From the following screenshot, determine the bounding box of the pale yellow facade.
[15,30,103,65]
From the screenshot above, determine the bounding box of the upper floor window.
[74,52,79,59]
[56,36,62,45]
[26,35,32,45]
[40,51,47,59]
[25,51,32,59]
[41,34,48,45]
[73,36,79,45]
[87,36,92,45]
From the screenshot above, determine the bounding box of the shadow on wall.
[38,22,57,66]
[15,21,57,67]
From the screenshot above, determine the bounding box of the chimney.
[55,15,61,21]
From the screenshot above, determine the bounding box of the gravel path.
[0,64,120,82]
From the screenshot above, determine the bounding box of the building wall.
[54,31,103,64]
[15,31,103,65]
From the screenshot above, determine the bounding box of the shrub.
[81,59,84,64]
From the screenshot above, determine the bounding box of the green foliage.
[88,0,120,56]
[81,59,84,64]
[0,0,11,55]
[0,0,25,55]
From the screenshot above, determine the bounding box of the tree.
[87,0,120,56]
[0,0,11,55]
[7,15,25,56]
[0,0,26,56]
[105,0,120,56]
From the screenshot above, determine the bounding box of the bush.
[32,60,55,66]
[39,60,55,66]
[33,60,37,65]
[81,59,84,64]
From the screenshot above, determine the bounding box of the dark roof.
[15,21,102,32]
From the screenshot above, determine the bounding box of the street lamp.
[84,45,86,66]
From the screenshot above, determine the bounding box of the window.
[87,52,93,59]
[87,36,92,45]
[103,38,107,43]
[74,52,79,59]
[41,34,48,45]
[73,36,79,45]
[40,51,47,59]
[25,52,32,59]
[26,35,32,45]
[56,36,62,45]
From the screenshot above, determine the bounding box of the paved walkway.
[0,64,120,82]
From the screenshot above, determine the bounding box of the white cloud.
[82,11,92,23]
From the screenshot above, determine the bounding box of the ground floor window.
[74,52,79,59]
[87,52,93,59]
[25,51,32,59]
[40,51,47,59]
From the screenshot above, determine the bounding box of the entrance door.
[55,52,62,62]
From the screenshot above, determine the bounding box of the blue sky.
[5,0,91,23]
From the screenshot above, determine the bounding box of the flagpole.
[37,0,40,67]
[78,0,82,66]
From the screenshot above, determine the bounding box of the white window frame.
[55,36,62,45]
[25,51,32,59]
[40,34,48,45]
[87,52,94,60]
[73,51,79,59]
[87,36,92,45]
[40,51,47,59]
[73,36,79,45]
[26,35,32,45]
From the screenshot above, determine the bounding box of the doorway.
- - -
## Problem description
The full listing should be restated word for word.

## Written solution
From the following screenshot, determine the bounding box of the pale yellow facade.
[15,30,103,65]
From the screenshot above, determine the bounding box of the upper floor window.
[74,52,79,59]
[56,36,62,45]
[26,35,32,45]
[40,51,47,59]
[25,51,32,59]
[41,34,48,45]
[73,36,79,45]
[87,36,92,45]
From the screenshot above, determine the bounding box of the shadow on wall.
[38,22,57,66]
[15,21,57,67]
From the screenshot above, determine the bounding box of the chimney.
[55,15,61,21]
From the screenshot above, determine the bounding box of the gravel path.
[0,64,120,82]
From the screenshot above, determine the bounding box of the building wall.
[54,31,103,64]
[15,31,103,65]
From the screenshot above, determine the bounding box of the shrub.
[81,59,84,64]
From the screenshot above, determine the bounding box of the green foliage.
[88,0,120,56]
[81,59,84,64]
[0,0,11,55]
[0,0,25,55]
From the screenshot above, determine the bounding box of the tree.
[87,0,120,56]
[0,0,11,55]
[7,15,25,56]
[0,0,26,56]
[105,0,120,56]
From the screenshot above, determine the bounding box of the bush.
[32,60,55,66]
[39,60,55,66]
[33,60,37,65]
[81,59,84,64]
From the screenshot above, determine the bounding box of the dark roof.
[15,21,102,32]
From the screenshot above, determine the bounding box of the street lamp.
[84,45,86,66]
From the screenshot above, determine the bounding box of the window.
[87,52,93,59]
[87,36,92,45]
[103,38,107,43]
[74,52,79,59]
[41,34,48,45]
[73,36,79,45]
[40,51,47,59]
[25,52,32,59]
[26,35,32,45]
[56,36,62,45]
From the screenshot above, determine the bounding box of the paved walkway.
[0,64,120,82]
From the screenshot above, determine the bounding box of the white cloud.
[82,11,92,23]
From the screenshot above, determine the bounding box of the ground floor window.
[74,52,79,59]
[87,52,93,59]
[25,51,32,59]
[40,51,47,59]
From the screenshot above, determine the bounding box of the entrance door.
[55,52,62,62]
From the screenshot above, determine the bounding box of the blue sky.
[5,0,91,23]
From the screenshot above, determine the bounding box of the flagpole.
[37,0,40,67]
[78,0,82,66]
From the screenshot above, determine the bounding box of the white window frame.
[55,36,62,45]
[25,51,32,59]
[40,34,48,45]
[87,52,94,60]
[73,51,79,59]
[87,36,92,45]
[40,51,47,59]
[73,36,79,45]
[26,35,32,45]
From the screenshot above, determine the bounding box of the doorway.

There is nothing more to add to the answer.